- _Data for this exercise_
☆ ☆ ☆
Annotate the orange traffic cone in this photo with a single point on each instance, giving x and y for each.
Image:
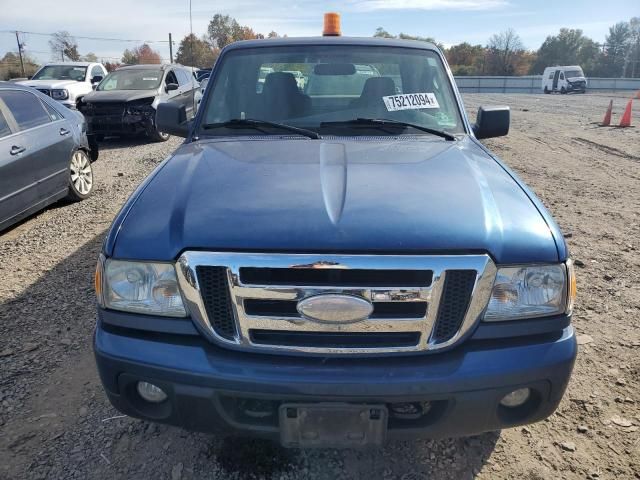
(626, 117)
(607, 116)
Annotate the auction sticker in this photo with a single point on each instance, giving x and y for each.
(410, 101)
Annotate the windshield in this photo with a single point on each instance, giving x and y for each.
(133, 79)
(573, 73)
(61, 72)
(314, 87)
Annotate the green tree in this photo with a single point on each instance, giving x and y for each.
(633, 55)
(568, 47)
(382, 33)
(223, 30)
(10, 66)
(143, 54)
(63, 45)
(466, 59)
(505, 52)
(196, 52)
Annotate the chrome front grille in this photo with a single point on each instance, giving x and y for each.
(420, 303)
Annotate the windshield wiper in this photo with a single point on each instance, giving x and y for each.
(386, 122)
(258, 124)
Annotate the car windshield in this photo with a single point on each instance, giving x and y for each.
(574, 73)
(133, 79)
(61, 72)
(332, 87)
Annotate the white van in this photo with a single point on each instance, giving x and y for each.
(564, 79)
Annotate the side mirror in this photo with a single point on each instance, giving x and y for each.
(492, 122)
(172, 118)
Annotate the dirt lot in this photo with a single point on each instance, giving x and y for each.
(56, 423)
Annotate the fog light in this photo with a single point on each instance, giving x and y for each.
(516, 398)
(150, 392)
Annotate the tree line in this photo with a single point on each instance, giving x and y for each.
(503, 54)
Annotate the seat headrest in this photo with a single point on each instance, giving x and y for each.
(379, 87)
(280, 81)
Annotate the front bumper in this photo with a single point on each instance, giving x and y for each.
(209, 387)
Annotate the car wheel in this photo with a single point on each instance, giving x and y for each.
(80, 177)
(159, 136)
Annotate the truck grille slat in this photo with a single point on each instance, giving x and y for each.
(420, 303)
(217, 301)
(307, 277)
(458, 286)
(287, 308)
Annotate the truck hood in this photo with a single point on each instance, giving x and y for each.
(118, 96)
(54, 84)
(413, 195)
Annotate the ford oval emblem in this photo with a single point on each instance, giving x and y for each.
(334, 308)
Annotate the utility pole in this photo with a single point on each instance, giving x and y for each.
(170, 50)
(20, 53)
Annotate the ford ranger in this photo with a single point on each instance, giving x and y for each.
(334, 269)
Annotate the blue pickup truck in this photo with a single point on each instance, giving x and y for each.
(334, 269)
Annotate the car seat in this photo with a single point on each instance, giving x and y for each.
(282, 99)
(374, 89)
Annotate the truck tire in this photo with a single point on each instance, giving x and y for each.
(80, 176)
(159, 136)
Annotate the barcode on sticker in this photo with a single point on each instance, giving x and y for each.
(410, 101)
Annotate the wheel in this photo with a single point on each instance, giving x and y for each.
(159, 136)
(80, 177)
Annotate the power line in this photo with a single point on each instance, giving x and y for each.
(86, 38)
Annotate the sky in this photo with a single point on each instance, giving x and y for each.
(448, 21)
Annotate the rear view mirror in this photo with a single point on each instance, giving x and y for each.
(335, 69)
(172, 118)
(492, 122)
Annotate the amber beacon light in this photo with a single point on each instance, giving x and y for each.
(331, 25)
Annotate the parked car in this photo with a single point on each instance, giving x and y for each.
(126, 100)
(203, 73)
(335, 270)
(67, 82)
(44, 153)
(299, 76)
(564, 79)
(203, 85)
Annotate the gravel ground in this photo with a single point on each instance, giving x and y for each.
(56, 423)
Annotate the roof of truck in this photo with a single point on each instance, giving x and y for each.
(71, 64)
(363, 41)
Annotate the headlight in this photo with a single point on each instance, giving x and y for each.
(60, 94)
(530, 291)
(139, 287)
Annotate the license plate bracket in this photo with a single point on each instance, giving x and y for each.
(332, 425)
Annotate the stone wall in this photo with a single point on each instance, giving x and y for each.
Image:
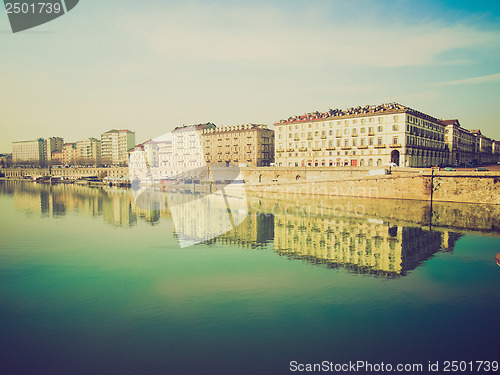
(471, 187)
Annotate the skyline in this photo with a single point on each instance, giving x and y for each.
(153, 67)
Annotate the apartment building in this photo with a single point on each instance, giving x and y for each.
(362, 136)
(249, 144)
(29, 151)
(52, 145)
(89, 151)
(115, 145)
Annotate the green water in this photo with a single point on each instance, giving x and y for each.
(89, 284)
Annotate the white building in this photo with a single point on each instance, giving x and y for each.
(115, 145)
(29, 151)
(53, 144)
(362, 136)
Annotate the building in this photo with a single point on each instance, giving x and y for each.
(144, 155)
(250, 144)
(53, 144)
(89, 151)
(57, 157)
(33, 152)
(484, 147)
(362, 136)
(70, 153)
(181, 150)
(115, 145)
(461, 142)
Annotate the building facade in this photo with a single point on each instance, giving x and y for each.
(250, 144)
(29, 151)
(362, 136)
(52, 145)
(89, 151)
(461, 143)
(70, 154)
(115, 145)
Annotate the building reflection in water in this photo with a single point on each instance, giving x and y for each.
(359, 245)
(385, 247)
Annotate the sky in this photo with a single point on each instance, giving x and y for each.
(150, 66)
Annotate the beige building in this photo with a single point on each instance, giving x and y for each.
(52, 145)
(29, 151)
(115, 145)
(461, 142)
(70, 154)
(250, 144)
(89, 151)
(484, 147)
(362, 136)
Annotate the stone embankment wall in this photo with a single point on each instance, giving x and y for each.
(403, 183)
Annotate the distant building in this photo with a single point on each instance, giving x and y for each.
(70, 154)
(362, 136)
(144, 156)
(57, 157)
(53, 144)
(484, 147)
(249, 144)
(115, 145)
(89, 151)
(5, 160)
(461, 142)
(29, 151)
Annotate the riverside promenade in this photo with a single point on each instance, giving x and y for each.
(425, 184)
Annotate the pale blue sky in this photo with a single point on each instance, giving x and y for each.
(150, 66)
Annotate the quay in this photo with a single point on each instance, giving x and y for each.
(425, 184)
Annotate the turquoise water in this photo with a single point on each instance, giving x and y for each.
(91, 285)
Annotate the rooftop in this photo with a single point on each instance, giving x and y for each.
(357, 112)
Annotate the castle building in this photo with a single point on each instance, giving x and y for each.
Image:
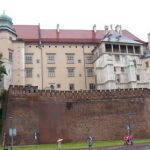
(60, 59)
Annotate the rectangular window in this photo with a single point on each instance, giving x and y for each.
(108, 48)
(71, 72)
(116, 48)
(147, 64)
(92, 86)
(122, 69)
(117, 78)
(50, 58)
(28, 58)
(114, 69)
(89, 59)
(10, 55)
(130, 49)
(90, 72)
(51, 72)
(71, 87)
(70, 58)
(138, 77)
(123, 49)
(28, 72)
(117, 58)
(137, 50)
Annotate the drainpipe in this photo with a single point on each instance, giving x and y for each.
(84, 68)
(40, 47)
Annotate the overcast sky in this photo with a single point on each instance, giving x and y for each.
(133, 15)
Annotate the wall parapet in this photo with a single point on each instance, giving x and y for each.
(78, 95)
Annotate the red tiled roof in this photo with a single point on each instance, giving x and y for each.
(30, 33)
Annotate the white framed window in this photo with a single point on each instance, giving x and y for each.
(117, 58)
(90, 72)
(88, 59)
(10, 55)
(28, 72)
(71, 72)
(138, 77)
(51, 72)
(50, 58)
(147, 64)
(122, 69)
(92, 86)
(28, 58)
(70, 58)
(71, 87)
(117, 78)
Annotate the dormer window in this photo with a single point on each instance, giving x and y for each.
(116, 48)
(130, 49)
(108, 48)
(137, 50)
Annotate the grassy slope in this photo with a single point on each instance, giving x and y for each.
(69, 146)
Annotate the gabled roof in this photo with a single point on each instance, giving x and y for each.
(114, 36)
(32, 33)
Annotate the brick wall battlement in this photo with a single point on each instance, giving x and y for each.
(74, 115)
(78, 95)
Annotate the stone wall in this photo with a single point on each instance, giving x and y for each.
(75, 115)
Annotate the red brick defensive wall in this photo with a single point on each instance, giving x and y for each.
(74, 115)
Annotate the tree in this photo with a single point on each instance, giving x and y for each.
(2, 68)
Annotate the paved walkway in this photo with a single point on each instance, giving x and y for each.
(131, 147)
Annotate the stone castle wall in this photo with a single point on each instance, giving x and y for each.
(74, 115)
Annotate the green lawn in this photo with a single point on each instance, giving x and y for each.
(79, 145)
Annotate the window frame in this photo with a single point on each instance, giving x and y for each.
(51, 72)
(71, 72)
(51, 58)
(28, 58)
(28, 72)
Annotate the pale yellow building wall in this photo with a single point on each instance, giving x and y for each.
(18, 75)
(80, 80)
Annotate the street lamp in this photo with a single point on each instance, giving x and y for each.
(12, 132)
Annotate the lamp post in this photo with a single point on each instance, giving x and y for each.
(11, 131)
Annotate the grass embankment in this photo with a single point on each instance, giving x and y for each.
(79, 145)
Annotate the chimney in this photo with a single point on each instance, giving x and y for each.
(111, 28)
(106, 29)
(148, 41)
(39, 34)
(94, 28)
(120, 32)
(57, 27)
(117, 28)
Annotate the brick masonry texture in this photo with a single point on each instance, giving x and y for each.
(75, 115)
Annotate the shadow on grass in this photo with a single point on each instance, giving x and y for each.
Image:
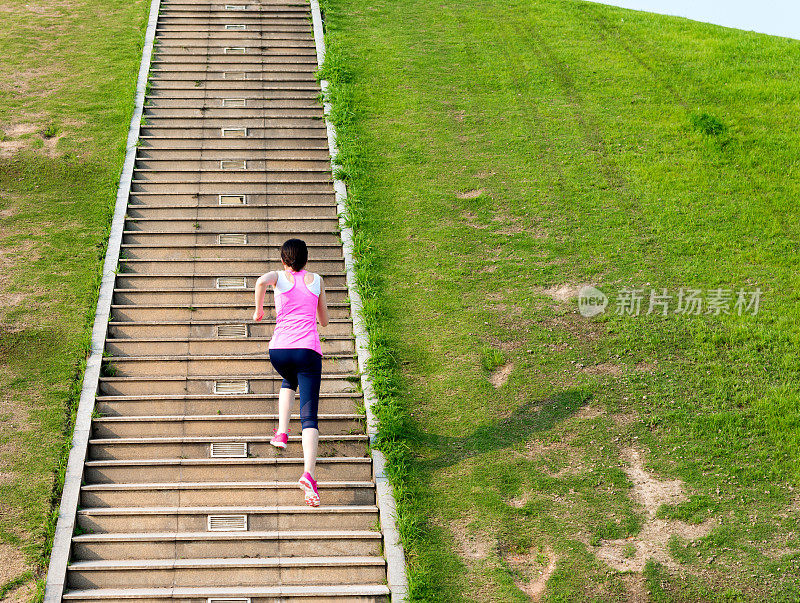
(528, 418)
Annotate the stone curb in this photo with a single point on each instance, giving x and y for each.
(393, 548)
(59, 557)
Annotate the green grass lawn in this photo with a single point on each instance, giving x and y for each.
(501, 155)
(67, 82)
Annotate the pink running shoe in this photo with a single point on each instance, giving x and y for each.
(309, 486)
(279, 440)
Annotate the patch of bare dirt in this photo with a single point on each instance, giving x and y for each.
(623, 419)
(11, 141)
(509, 225)
(472, 547)
(471, 194)
(576, 325)
(554, 454)
(590, 412)
(631, 554)
(562, 293)
(471, 219)
(604, 369)
(500, 375)
(531, 571)
(635, 588)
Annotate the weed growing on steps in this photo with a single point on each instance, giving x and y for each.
(393, 434)
(592, 172)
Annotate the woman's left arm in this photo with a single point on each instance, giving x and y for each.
(265, 280)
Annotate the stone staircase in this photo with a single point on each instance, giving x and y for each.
(183, 497)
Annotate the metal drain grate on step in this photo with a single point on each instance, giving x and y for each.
(227, 523)
(229, 450)
(233, 199)
(233, 164)
(231, 386)
(232, 239)
(231, 331)
(231, 282)
(234, 132)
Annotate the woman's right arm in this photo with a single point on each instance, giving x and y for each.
(264, 281)
(322, 304)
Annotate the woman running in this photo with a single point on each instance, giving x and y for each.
(295, 350)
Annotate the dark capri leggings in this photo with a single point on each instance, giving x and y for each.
(301, 367)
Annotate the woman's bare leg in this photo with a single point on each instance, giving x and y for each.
(310, 444)
(285, 399)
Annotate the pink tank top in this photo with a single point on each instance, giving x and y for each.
(296, 317)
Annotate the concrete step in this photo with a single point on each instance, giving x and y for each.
(214, 346)
(275, 34)
(204, 545)
(243, 251)
(263, 197)
(195, 519)
(210, 329)
(188, 123)
(357, 593)
(233, 57)
(222, 365)
(205, 384)
(224, 225)
(354, 445)
(234, 184)
(255, 239)
(311, 132)
(247, 210)
(222, 470)
(254, 159)
(202, 281)
(301, 108)
(217, 425)
(249, 101)
(206, 404)
(273, 143)
(230, 87)
(222, 494)
(133, 297)
(271, 42)
(168, 573)
(196, 311)
(293, 28)
(234, 178)
(242, 73)
(211, 20)
(228, 267)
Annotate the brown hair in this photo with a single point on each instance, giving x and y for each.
(294, 254)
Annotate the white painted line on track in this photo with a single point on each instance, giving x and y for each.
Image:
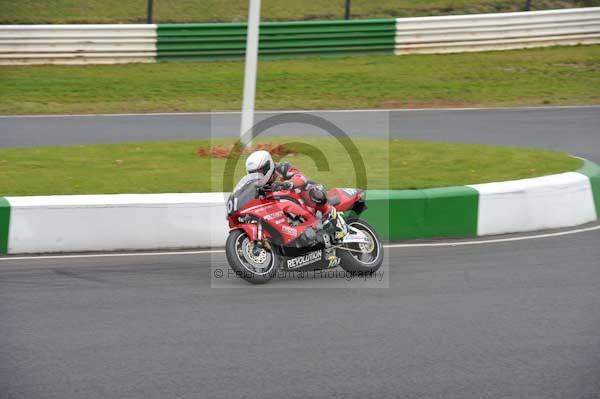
(309, 111)
(219, 251)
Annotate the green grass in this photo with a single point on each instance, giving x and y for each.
(559, 75)
(134, 11)
(173, 166)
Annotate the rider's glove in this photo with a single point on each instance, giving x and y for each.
(278, 186)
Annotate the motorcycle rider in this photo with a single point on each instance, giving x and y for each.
(283, 176)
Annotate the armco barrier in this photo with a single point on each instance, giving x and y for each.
(77, 44)
(4, 224)
(277, 39)
(87, 44)
(462, 33)
(160, 221)
(115, 222)
(592, 171)
(547, 202)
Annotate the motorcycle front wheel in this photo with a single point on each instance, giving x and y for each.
(363, 257)
(254, 264)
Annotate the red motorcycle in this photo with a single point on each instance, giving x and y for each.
(272, 229)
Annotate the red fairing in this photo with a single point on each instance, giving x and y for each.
(274, 210)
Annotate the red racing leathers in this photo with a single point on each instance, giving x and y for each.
(286, 173)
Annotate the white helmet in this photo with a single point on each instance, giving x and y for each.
(261, 162)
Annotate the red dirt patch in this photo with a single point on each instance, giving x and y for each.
(220, 151)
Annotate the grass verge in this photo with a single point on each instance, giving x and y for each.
(134, 11)
(174, 166)
(560, 75)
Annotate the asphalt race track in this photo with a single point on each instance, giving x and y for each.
(516, 319)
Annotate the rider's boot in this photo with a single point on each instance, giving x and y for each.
(335, 219)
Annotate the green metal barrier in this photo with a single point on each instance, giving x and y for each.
(277, 39)
(429, 213)
(592, 171)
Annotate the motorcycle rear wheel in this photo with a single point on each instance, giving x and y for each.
(370, 258)
(255, 268)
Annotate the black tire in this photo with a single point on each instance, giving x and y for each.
(245, 270)
(350, 263)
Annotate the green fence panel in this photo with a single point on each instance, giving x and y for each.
(409, 214)
(592, 171)
(4, 224)
(277, 39)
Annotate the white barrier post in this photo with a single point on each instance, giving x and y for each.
(250, 72)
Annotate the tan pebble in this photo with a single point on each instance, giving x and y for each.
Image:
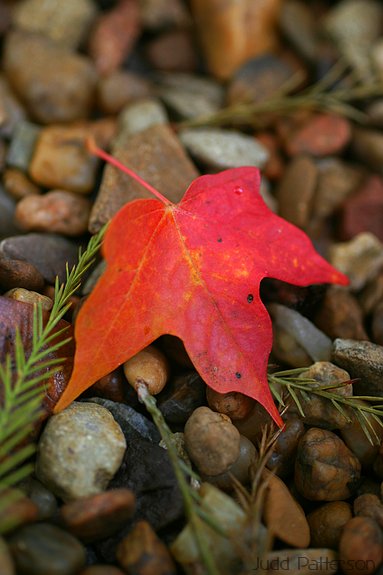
(211, 440)
(57, 211)
(18, 185)
(284, 517)
(148, 366)
(234, 404)
(142, 552)
(361, 546)
(327, 522)
(28, 296)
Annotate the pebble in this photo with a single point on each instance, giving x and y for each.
(155, 154)
(30, 63)
(363, 211)
(369, 505)
(363, 360)
(297, 341)
(327, 523)
(233, 32)
(22, 145)
(319, 135)
(300, 562)
(172, 51)
(190, 96)
(283, 516)
(361, 546)
(65, 21)
(114, 35)
(340, 315)
(18, 185)
(158, 14)
(296, 190)
(141, 552)
(325, 469)
(61, 161)
(360, 259)
(211, 440)
(44, 549)
(6, 561)
(258, 79)
(281, 461)
(48, 253)
(98, 516)
(57, 211)
(181, 396)
(95, 443)
(220, 149)
(28, 296)
(119, 88)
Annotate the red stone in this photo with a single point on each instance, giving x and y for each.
(363, 211)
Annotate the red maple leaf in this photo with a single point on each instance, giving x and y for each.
(193, 270)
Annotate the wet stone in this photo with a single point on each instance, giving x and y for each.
(360, 259)
(57, 211)
(22, 145)
(363, 360)
(30, 63)
(44, 549)
(65, 21)
(48, 253)
(119, 88)
(364, 210)
(98, 516)
(296, 190)
(95, 443)
(221, 149)
(325, 469)
(258, 79)
(158, 157)
(190, 96)
(327, 523)
(340, 315)
(114, 36)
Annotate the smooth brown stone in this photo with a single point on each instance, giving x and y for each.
(158, 157)
(98, 516)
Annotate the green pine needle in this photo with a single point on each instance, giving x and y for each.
(22, 379)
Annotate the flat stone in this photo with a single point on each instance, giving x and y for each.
(66, 22)
(363, 360)
(79, 451)
(190, 96)
(30, 63)
(45, 549)
(48, 253)
(98, 516)
(296, 190)
(233, 32)
(221, 149)
(157, 156)
(325, 469)
(360, 259)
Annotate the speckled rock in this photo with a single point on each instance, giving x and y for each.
☆ ☆ ☆
- _Exercise requirements_
All lines from the one with "Annotate the pebble" through the final line above are to be quoted exactly; quote no other line.

- _Result for this exercise_
Annotate the pebble in this photo with a single point on each instance, giving x and y for each.
(155, 154)
(30, 63)
(363, 211)
(369, 505)
(363, 360)
(297, 341)
(327, 523)
(233, 32)
(22, 145)
(319, 135)
(300, 562)
(172, 51)
(190, 96)
(283, 516)
(361, 546)
(65, 21)
(114, 35)
(340, 315)
(18, 185)
(158, 14)
(296, 190)
(141, 552)
(325, 469)
(61, 161)
(360, 259)
(211, 440)
(44, 549)
(6, 561)
(258, 79)
(281, 461)
(48, 253)
(98, 516)
(57, 211)
(181, 396)
(95, 443)
(220, 149)
(28, 296)
(119, 88)
Annotate the red stone in this photo with a single point on each instance, giving x and y for each.
(363, 211)
Annotate the red maple leaf in this photo with a single point on each instance, giving x and y for each.
(193, 270)
Annotate the wet stone in this photo with a single point on each instance, giving x and y for each.
(360, 259)
(57, 211)
(22, 145)
(363, 360)
(30, 63)
(44, 549)
(65, 21)
(48, 253)
(119, 88)
(364, 210)
(98, 516)
(296, 190)
(95, 443)
(221, 149)
(325, 469)
(258, 79)
(158, 157)
(190, 96)
(327, 523)
(340, 315)
(114, 36)
Annotate the smooth brown stone in this photo with a single point on each instance, giving x and y for each.
(158, 157)
(98, 516)
Annotate the green pine needle in this photo with a single point on each instance, giving x and y for each.
(22, 379)
Annotate the flat stone in this photo with a single point on each instance, giving x and y for each.
(66, 22)
(363, 360)
(79, 451)
(190, 96)
(30, 63)
(45, 549)
(48, 253)
(98, 516)
(296, 190)
(233, 32)
(221, 149)
(157, 156)
(325, 469)
(360, 259)
Annotate the speckled rock in this photo with a single point on each instance, giving x and y for each.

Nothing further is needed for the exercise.